**Teks Sumber:**
********************
Buku-Buku Berwaktu, oleh Arif Yudistira



Sebuah buku, menyimpan memori. Ia tak bisa dilepaskan begitu saja dengan pembacanya: intim. Dalam keintiman itulah kita menemukan semacam dunia yang tak terbahasakan bersama buku. Maka, tatkala buku itu hilang, rusak, sobek, ada semacam goresan yang tak tertahankan dalam lubuk jiwa kita. Orang tentu memiliki kenangan yang dekat, bahkan sampai terngiang jauh saat sudah membaca dan meletakkan buku. Buku-buku itu sekali lagi, bukan sekadar deretan kata-kata yang kemudian diingat-ingat dengan penuh hayat. Jauh dari itu, ia seperti menubuh, mengkristal di pikiran kita, karena itulah, jadi tak terlupakan.
Nidah Kirani, itulah nama tokoh dalam novel ini. Novel itu kuingat betul karena pernah membacanya sampai dua kali. Jarang sekali saya membaca cerita sampai dua kali. Konon buku ini dibubuhi dengan cover bertuliskan “diangkat dari kisah nyata”. Penulisnya berasal dari Yogyakarta. Dulu, aku mengenalinya lewat buku kecil berisi kumpulan kata-kata mutiara. Kini, ia menerbitkan kata-kata mutiara itu menjadi buku besar semacam pembacaan karya-karya Pram yang diberi judul Ideologi Saya Adalah Pramis. Inilah buku penulis novel itu, Muhidin M Dahlan. Buku berjudul Tuhan, Izinkan Aku Jadi Pelacur membuat saya terkesan bukan hanya karena pencarian jati diri si tokoh dalam novel itu. Tetapi, cara mengungkapkan yang begitu mengalir. Seolah penulis bukan orang kedua atau ketiga, tetapi orang pertama.
********************
**Yang Diminta:** Menurut teks sumber, siapa penulis novel yang tokohnya bernama Nidah Kirani?

**Materi yang Disediakan:**
********************
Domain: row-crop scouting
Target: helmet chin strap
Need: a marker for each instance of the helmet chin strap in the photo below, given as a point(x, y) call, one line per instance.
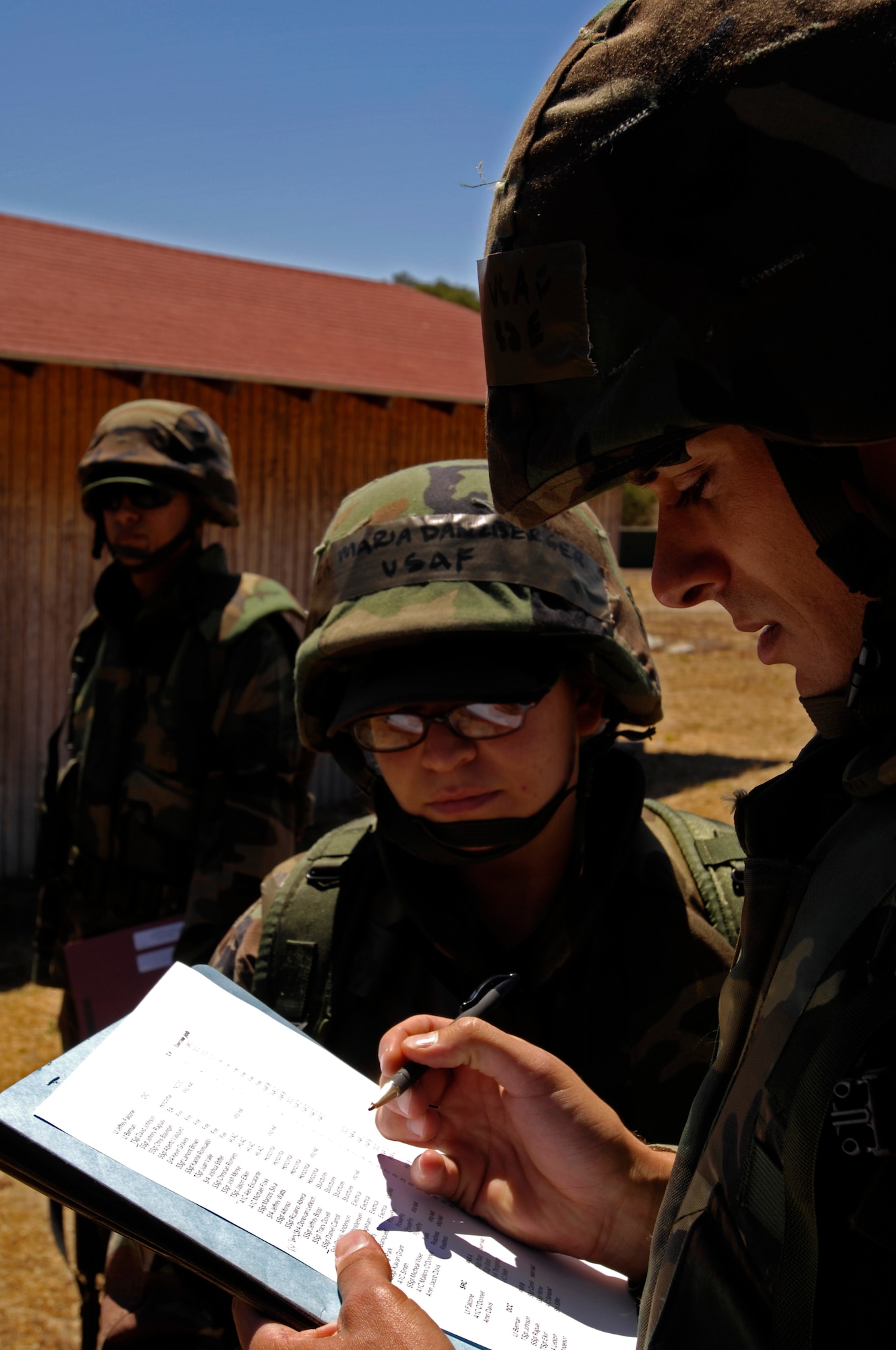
********************
**Hasil Tugas:** Muhidin M Dahlan.